Consegna dell'esercizio: Riprendi il brano sulla memoria e su san Giuliano e proseguilo dopo l'ultima frase riportata.

━━━ Brano da leggere

Quando due giovani si conoscono e si innamorano passano tanto tempo a raccontarsi, perchè sanno che non si può costruire il presente ed il futuro, senza la memoria viva e condivisa del passato.

Per questo il libro del Siracide, nella prima lettura di oggi, ci invita: “Considerate le generazioni passate e riflettete: chi ha confidato nel Signore ed è rimasto deluso?”. E’ il valore della memoria credente, che oggi la liturgia ci invita a celebrare.  Il nostro mondo contemporaneo invece sembra avere dimenticato questa sapienza. E’ un mondo senza memoria, che non percepisce il valore del ricordo. Il motivo è semplice e tragico: la società dei consumi in cui viviamo ha bisogno di masse, caratterizzate come “spettatori” degli innumerevoli spot commerciali e come “votanti” conquistabili dagli spot elettorali. Gli uni e gli altri è bene che non guardino al passato, neppure a quello recente.

Questo sguardo ricco di memoria potrebbe farci ricordare che gli acquisti fatti in passato, con l’illusione di trovare la felicità, si sono mostrati un imbroglio. Abbiamo soddisfatto desideri materiali, ma il cuore è rimasto vuoto e deluso. Oppure, sempre la memoria del passato, potrebbe renderci scettici verso le promesse elettorali di salvezza, fatte da uomini come noi, come noi fragili e fallibili. Ci è stata promessa la salvezza, ma i salvatori si sono spesso rivelati inadeguati.

Quando la gente comincia a coltivare la memoria, smette di essere una massa manovrabile e diventa un popolo, che sempre meglio sa dove vuol andare, riconoscendo le vie del bene, da quelle della distruzione e dell’illusione.

La memoria del nostro santo patrono è uno di questi preziosi tesori, da coltivare e trasmettere alle nuove generazioni.

La storia di san Giuliano, come una significativa parabola, si apre con una tragedia. Il nostro santo, accecato dalla passione della gelosia uccide per errore il padre e la madre. Potrebbe essere l’immagine simbolica del rischio che oggi viviamo. E’ tipica del nostro tempo la tentazione di lasciarci dominare dalle emozioni, vivendo in una costante ricerca di sensazioni nuove e forti. Il rischio aumenta se cediamo alla tentazione di cancellare le nostre origini, simbolicamente “uccidere il padre e la madre”, nell’illusione di vivere un eterno presente, senza ricordo e senza memoria.

Vorrei che ognuno si chiedesse: Chi è tuo padre? Chi è tua madre? Quali insegnamenti buoni ci hanno trasmesso? Quali errori, che loro hanno vissuto e di cui spesso sperimentiamo le amare conseguenze, ci insegnano ad evitare considerando la loro storia?

S.Giuliano si redime dal suo errore traghettando la gente da una sponda all’altra del fiume, simbolo dello scorrere della storia e del bisogno che ognuno ha di ritornare periodicamente indietro, verso la prima riva, per comprendere il senso del proprio cammino.

━━━━━━
━━━ Contenuto dei dati

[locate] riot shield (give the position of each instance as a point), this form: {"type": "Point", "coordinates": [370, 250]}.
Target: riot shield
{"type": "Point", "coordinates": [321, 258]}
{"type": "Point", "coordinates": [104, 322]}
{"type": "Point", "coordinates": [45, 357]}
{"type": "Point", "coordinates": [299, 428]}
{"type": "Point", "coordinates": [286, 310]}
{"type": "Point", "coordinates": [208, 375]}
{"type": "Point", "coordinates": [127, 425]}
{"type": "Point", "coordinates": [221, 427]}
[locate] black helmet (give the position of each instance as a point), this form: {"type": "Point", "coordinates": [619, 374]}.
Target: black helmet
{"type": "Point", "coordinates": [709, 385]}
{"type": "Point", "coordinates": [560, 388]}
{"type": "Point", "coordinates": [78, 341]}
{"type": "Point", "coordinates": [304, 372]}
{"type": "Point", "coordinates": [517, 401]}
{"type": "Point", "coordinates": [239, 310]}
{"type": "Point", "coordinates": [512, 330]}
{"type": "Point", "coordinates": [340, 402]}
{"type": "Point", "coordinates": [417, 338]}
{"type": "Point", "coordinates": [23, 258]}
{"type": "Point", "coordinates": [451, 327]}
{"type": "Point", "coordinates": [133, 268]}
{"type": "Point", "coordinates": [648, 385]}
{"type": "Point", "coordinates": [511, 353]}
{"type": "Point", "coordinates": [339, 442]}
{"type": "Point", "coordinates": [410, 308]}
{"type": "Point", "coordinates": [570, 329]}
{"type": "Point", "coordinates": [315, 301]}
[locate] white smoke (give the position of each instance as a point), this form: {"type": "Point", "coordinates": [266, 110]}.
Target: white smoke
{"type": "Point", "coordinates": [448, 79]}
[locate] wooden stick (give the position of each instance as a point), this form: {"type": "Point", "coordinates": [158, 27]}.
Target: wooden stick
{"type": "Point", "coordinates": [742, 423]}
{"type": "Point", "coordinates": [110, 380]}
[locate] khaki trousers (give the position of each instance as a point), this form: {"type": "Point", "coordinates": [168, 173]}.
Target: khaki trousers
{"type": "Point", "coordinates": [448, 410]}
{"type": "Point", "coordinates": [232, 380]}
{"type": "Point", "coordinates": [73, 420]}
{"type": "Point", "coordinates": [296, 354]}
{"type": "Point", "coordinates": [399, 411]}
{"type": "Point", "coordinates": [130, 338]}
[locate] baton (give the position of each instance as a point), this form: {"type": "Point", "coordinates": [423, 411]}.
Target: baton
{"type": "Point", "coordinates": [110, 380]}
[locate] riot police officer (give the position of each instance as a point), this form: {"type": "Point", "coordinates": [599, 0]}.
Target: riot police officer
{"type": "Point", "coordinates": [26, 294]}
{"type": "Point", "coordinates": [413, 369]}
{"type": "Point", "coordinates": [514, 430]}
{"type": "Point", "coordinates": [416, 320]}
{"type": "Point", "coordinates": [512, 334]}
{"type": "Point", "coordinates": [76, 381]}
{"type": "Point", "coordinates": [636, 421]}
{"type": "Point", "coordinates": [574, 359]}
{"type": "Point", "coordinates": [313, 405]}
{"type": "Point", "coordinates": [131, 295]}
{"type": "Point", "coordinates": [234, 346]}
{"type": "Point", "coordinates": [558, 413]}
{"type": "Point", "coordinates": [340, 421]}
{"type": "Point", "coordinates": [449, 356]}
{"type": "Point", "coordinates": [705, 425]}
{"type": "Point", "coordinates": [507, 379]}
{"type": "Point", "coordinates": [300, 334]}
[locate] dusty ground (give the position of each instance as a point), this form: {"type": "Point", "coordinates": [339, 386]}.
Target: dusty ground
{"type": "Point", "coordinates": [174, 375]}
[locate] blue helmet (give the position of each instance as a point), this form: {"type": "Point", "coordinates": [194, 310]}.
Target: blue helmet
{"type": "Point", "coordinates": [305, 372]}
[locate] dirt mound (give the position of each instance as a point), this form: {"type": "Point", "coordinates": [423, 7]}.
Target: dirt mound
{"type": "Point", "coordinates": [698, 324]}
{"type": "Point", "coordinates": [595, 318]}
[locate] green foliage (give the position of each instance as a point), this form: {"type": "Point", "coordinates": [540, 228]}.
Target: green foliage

━━━━━━

Risposta al quesito:
Dobbiamo imparare da lui a guardare al cammino percorso, e soprattutto alla riva da cui tutti siamo partiti: abbiamo avuto un padre ed una madre che ci hanno donato la vita. Questo è il primo fondamento: la vita non è nostra, ci è stata donata e dovremo renderne conto al Primo, originale donatore che è Dio.

Il desiderio penitenziale di san Giuliano, che muove gran parte della sua vita, nasce proprio dalla coscienza di dovere rendere conto a Dio del dono della vita e di come l’abbiamo impegnata nel bene.

In questa prima celebrazione della festa del Patrono, che presiedo come vostro vescovo, ho sentito un chiaro invito a riconoscere in queste immagini, una indicazione del mio servizio in mezzo a voi. Non vengo a vivere un episcopato fatto solo di presente, che cala dall’alto sull’onda dell’emozione e della ricerca di novità, magari promettendo un futuro luccicante, come se fossi “l’uomo della provvidenza”.

Entro invece nel grande fiume della storia di questa nostra Chiesa, come ha fatto San Giuliano: cosciente di essere solo un uomo, un uomo con le sue fragilità, i suoi limiti, i suoi peccati. Però desideroso di camminare sulla via del bene e disposto a traghettare, in questi anni che il Signore vorrà donarci, le nostre vite, lungo il fiume della storia, verso la sponda del Regno di Dio.

Per fare questo dobbiamo coltivare tutti una fede più ricca di memoria. Non “sopprimere” i nostri padri, ma riandare con costanza alla ricchezza dei loro insegnamenti, e dei loro valori, per camminare verso il futuro come un popolo saggio e buono, e non una massa facilmente manipolabile.

In questa omelia, tradizionalmente, il vescovo parla alla città, ed anche alle sue istituzioni e guide civili. Nel luglio 2013, Papa Francesco, durante un incontro con i seminaristi, i novizi e le novizie ci ha detto: Io dico sempre quello che affermava san Francesco d’Assisi: “Annunciate il Vangelo sempre. E, se fosse necessario, con le parole”. Cosa vuol dire questo? Annunziare il Vangelo con l’autenticità di vita, con la coerenza di vita. (…) La coerenza è fondamentale perché la nostra testimonianza sia credibile.

Queste parole del papa ci impegnano, come Vescovo e come Chiesa, a non parlare alla città in astratto, e dall’alto di un pulpito, ma a mostrare con la nostra vita ciò in cui crediamo.

Per questo mi rivolgo a tutti i credenti, all’inizio di questo anno pastorale, indicando le direttrici fondamentali del cammino che vogliamo percorrere, anche come valore e come testimonianza offerta a tutta la città.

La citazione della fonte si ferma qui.